**** DATA PROVIDED ****
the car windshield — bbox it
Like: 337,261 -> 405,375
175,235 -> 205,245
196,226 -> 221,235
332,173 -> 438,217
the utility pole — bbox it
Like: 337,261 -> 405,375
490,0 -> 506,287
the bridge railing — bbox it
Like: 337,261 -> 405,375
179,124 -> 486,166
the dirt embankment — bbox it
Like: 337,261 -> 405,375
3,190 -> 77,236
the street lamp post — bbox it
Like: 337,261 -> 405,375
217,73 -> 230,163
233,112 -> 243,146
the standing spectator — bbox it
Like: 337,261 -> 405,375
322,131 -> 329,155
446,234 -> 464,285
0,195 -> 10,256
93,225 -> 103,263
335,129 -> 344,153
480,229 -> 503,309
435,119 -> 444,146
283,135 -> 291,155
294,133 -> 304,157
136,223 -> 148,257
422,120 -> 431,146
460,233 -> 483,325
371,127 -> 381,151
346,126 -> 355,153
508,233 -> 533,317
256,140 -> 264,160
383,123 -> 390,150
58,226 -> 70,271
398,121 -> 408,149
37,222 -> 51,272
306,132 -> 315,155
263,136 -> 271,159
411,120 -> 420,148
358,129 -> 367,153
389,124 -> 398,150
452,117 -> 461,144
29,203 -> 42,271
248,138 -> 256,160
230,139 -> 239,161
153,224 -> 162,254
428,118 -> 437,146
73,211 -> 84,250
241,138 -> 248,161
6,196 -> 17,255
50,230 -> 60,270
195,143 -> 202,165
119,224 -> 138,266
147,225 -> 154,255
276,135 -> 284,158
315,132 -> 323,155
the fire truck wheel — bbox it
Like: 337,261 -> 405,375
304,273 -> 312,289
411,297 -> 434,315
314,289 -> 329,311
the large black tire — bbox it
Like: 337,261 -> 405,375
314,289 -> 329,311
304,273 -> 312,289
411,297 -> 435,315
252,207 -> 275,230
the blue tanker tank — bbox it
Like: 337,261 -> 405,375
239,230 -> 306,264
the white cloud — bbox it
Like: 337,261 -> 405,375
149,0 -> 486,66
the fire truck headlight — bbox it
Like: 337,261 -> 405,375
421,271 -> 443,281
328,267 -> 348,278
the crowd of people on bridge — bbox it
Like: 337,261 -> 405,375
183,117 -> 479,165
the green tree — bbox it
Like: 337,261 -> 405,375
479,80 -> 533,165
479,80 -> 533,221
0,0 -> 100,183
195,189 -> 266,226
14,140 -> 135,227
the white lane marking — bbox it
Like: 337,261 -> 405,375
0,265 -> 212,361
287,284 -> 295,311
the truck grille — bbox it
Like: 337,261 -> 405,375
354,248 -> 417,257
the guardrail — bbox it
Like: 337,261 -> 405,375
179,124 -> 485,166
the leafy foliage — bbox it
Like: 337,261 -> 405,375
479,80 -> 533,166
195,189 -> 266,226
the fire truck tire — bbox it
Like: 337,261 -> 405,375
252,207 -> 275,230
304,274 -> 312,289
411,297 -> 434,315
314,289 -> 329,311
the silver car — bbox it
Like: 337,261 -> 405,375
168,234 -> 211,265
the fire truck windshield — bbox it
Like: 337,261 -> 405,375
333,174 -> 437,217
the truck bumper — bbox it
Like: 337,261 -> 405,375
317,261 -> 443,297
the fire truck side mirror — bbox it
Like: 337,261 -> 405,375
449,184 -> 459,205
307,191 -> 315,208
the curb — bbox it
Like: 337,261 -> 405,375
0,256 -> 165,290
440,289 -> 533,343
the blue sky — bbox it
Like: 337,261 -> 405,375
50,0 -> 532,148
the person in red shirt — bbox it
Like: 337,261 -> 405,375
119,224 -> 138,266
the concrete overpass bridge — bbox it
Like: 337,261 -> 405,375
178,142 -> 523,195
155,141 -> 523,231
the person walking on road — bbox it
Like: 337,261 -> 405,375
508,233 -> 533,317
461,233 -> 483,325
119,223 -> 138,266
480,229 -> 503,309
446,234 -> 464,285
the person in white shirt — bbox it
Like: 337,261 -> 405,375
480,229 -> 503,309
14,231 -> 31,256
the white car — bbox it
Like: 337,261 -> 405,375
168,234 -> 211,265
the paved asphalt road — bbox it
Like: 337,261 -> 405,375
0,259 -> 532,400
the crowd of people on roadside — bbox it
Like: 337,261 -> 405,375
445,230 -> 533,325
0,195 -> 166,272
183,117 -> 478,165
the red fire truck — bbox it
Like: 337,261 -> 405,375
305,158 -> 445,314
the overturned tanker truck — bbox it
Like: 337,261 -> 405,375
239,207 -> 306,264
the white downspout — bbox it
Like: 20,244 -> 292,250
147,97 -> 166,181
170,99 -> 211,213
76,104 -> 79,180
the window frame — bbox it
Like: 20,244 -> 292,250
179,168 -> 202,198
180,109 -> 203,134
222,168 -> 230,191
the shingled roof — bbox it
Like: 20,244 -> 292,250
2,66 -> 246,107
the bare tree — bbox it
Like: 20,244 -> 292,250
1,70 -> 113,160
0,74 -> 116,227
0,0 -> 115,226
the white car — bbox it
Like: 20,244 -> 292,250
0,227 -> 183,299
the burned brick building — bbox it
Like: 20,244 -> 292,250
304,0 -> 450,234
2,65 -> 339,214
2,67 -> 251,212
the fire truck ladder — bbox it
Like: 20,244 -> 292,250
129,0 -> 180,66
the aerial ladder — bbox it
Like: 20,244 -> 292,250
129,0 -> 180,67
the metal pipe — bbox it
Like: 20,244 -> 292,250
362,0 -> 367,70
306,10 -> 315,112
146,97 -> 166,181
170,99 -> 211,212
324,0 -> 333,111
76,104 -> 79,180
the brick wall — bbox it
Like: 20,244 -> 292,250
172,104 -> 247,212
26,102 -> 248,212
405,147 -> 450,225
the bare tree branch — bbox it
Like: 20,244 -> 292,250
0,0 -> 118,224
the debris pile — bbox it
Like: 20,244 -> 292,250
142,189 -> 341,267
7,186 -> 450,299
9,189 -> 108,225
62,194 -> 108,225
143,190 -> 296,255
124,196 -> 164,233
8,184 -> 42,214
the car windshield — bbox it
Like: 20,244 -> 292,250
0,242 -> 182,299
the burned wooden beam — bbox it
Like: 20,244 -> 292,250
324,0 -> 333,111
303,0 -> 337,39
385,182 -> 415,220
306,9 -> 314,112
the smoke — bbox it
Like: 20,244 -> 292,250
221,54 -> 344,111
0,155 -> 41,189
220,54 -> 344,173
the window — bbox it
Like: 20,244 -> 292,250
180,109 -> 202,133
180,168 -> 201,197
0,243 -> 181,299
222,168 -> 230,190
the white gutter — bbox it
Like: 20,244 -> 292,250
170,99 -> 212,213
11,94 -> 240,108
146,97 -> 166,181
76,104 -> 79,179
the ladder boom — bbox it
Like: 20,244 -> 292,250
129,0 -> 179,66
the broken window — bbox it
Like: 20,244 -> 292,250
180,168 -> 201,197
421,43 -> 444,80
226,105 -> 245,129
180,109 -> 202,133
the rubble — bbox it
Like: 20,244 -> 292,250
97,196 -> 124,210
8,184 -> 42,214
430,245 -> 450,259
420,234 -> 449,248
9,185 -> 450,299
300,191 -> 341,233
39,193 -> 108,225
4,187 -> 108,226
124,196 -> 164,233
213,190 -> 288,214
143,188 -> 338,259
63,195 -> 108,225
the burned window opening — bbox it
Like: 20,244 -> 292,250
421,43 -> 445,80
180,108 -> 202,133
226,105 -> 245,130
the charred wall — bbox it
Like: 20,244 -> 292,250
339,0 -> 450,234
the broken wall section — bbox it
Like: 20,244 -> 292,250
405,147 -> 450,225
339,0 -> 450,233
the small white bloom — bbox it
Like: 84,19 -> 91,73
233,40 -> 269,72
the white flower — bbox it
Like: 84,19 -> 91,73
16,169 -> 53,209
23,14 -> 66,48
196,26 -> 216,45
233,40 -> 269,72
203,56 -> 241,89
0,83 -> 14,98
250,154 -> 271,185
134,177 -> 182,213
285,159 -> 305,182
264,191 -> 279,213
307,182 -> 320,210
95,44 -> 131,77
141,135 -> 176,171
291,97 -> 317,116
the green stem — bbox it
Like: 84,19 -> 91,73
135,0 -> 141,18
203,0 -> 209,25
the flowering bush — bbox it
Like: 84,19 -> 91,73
****
WHAT YOU WILL DO: Repeat exactly the lines from the first line of the records above through the line containing "the standing spectator — bbox it", both included, and nothing else.

SOLUTION TO THE PROBLEM:
the car windshield — bbox it
Like: 337,261 -> 405,375
175,235 -> 205,245
196,226 -> 221,235
332,173 -> 438,217
the utility pole — bbox it
Like: 337,261 -> 405,375
490,0 -> 506,287
the bridge railing — bbox it
Like: 337,261 -> 405,375
179,124 -> 486,166
the dirt embankment — bbox it
Like: 337,261 -> 405,375
3,190 -> 77,236
the street lamp post — bbox it
Like: 337,261 -> 405,375
217,73 -> 230,163
233,112 -> 243,146
the standing spectator — bbox it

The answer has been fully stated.